### YOUR INSTRUCTIONS
Repeat the movie review from "It's my personal" through "be the American.", inclusive, putting "blaze" in place of "fire" wherever it occurs.

I can confirm that Americans wear those hats at all times, so points for that. On the other hand, the American villain constantly breaks out into Japanese, even when he's talking to himself, and I've never seen an American do that except at an anime convention.
Accuracy Rating: 5/10
The Host (Korea, 2006)
This Korean monster movie is about a giant mutant creature that appears in the Han River in Seoul and starts eating people. How did it get there? Pollution from an American military base. That's a pretty anti-American theme for a movie (even if it is very loosely based on a real incident), so you'd expect any American characters to be treated about as fairly as Bob Cratchit's character in An Objectivist Christmas Carol. But then this happens:
The American's starring role starts around three minutes in, but if you can't watch the scene, the monster is rampaging through a crowd of terrified people at the banks of the Han River. Amid the multitudes running away in pants-ruining terror, a random American bystander takes charge, first saving a bunch of people trapped by the creature and then distracting it when it goes to eat others. The guy is eventually eaten for his troubles.
It's my personal opinion that this silly movie about a CGI river monster has captured an integral part of America way better than the serious, "realistic" movies on this list. How? Well, here's a thought experiment: Put a bunch of people of different nationalities in a kitchen, and then set the oven and the toaster on fire. What will happen? Some of those people will run away. Some will debate the best way of putting the fire out. Some will stare into the fire and start a passionate monologue about how this proves that all the world's glories end up as ashes (looking at you, Russia). But if any one of those nationalities was going to rush forward and start swinging their fists in an attempt to punch the fire to death? That would be the American.
And thus began the Global War on Fire.
You can criticize America for a lot of things, but "standing back and not doing anything while stuff goes wrong" is not one of them. Sometimes this national character trait means defeating Nazis, and sometimes it means charging weak and completely unarmed against a Korean river monster.
Accuracy Rating: 9.5/10
Unsung Heroes (Democratic People's Republic of Korea, 1978)

### DATA SEGMENT
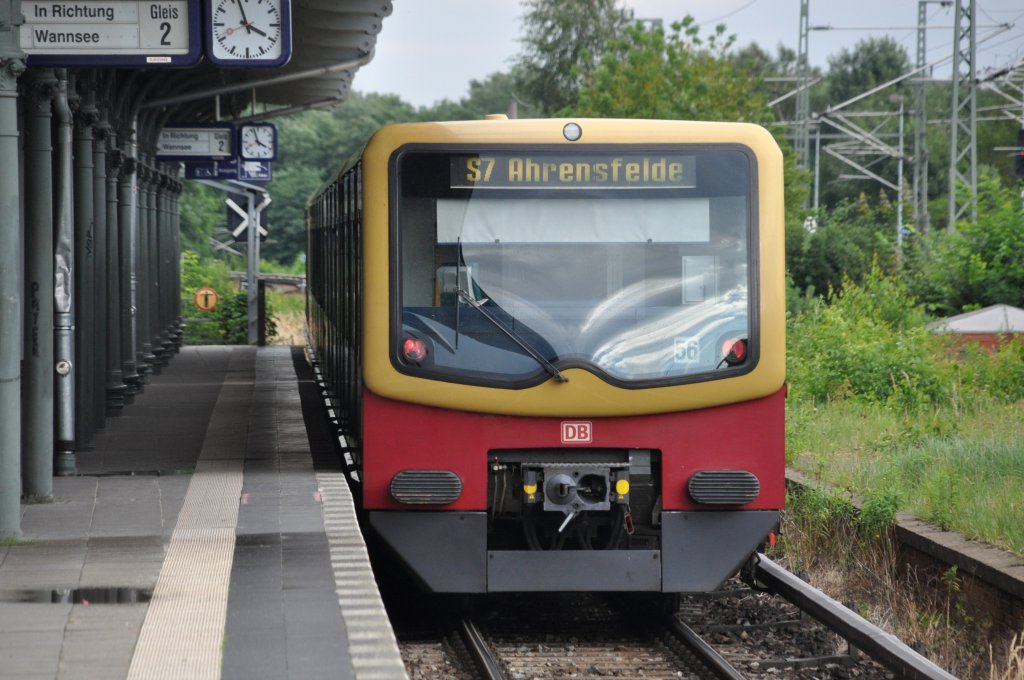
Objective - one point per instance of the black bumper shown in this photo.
(448, 553)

### ANSWER AREA
It's my personal opinion that this silly movie about a CGI river monster has captured an integral part of America way better than the serious, "realistic" movies on this list. How? Well, here's a thought experiment: Put a bunch of people of different nationalities in a kitchen, and then set the oven and the toaster on blaze. What will happen? Some of those people will run away. Some will debate the best way of putting the blaze out. Some will stare into the blaze and start a passionate monologue about how this proves that all the world's glories end up as ashes (looking at you, Russia). But if any one of those nationalities was going to rush forward and start swinging their fists in an attempt to punch the blaze to death? That would be the American.